*The exercise*:
Render the entries from the line containing "leg, your assistance would be valued." through the end of the entries, both included, as a Markdown table with the columns Row and Line. Skip blank lines and leave the pictures out.

[Labeled area outline entries]
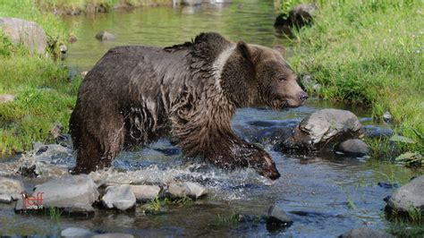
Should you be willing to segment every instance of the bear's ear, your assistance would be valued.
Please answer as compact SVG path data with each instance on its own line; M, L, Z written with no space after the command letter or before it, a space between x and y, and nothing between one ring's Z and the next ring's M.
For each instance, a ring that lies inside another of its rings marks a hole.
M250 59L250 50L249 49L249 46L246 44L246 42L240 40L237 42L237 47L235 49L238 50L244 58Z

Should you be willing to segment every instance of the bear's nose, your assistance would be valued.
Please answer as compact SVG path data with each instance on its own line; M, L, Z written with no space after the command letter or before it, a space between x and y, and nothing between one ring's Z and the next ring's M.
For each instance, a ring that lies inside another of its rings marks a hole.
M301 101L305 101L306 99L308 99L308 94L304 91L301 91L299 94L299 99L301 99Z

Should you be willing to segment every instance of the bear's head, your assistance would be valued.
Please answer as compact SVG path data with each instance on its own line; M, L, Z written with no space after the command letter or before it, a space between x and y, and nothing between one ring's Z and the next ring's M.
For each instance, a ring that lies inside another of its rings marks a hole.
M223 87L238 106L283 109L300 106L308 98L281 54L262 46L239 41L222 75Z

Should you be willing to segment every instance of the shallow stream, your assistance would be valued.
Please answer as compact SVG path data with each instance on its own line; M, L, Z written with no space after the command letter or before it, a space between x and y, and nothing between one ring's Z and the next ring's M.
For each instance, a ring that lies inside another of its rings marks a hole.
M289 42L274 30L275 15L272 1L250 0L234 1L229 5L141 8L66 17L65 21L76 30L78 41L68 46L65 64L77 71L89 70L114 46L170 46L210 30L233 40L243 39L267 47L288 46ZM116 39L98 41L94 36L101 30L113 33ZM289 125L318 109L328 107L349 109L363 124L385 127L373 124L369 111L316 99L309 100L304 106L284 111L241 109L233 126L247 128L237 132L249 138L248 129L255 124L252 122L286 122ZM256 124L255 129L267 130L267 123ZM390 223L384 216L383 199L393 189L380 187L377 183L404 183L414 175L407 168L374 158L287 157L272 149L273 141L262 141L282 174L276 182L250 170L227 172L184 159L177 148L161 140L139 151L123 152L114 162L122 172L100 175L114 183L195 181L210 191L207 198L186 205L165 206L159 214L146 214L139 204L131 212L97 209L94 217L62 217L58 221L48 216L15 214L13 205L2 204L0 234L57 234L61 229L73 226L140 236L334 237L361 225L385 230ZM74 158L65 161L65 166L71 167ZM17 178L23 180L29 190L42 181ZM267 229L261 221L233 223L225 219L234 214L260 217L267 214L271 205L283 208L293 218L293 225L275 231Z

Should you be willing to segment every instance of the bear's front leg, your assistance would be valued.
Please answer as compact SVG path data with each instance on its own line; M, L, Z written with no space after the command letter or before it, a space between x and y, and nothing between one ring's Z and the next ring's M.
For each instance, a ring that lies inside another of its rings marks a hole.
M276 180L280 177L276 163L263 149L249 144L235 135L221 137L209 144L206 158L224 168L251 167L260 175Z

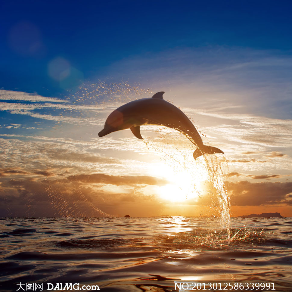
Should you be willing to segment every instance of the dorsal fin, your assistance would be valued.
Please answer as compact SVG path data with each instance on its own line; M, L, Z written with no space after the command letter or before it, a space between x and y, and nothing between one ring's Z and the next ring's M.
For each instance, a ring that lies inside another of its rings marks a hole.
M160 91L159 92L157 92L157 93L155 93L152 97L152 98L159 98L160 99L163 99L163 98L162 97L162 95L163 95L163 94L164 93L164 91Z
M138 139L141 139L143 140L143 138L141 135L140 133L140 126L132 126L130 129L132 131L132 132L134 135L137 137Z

*Full output*:
| Row | Line |
|---|---|
| 1 | Should you be willing to segment every instance of the bear's front leg, your assistance would be valued. |
| 2 | Please answer as compact SVG path data with each instance on its own line; M, L, Z written with no space after the command letter or before it, a space between x and y, and nothing between one ring's Z and the next ring's M. |
| 3 | For each instance, a ring that lies inside another of its rings marks a hole. |
| 4 | M276 180L280 177L276 163L263 149L249 144L235 135L221 137L209 144L206 158L224 168L251 167L260 175Z |
| 5 | Should you be willing to segment every instance of the dorsal fin, your assistance would be valued. |
| 6 | Please answer as compact SVG path data with each instance on its own line; M, L, Z written with no space after the command letter or before it, a space between x and y, and nothing between one ring's Z and the next ring's M. |
| 7 | For each instance, a ring that lies inside another of its rings marks a hole. |
| 8 | M160 91L159 92L157 92L157 93L155 93L152 97L152 98L159 98L160 99L163 99L163 98L162 97L162 95L163 95L163 94L164 93L164 91Z |
| 9 | M138 139L141 139L143 140L143 138L141 135L140 133L140 126L132 126L130 129L132 131L132 132L134 135L137 137Z |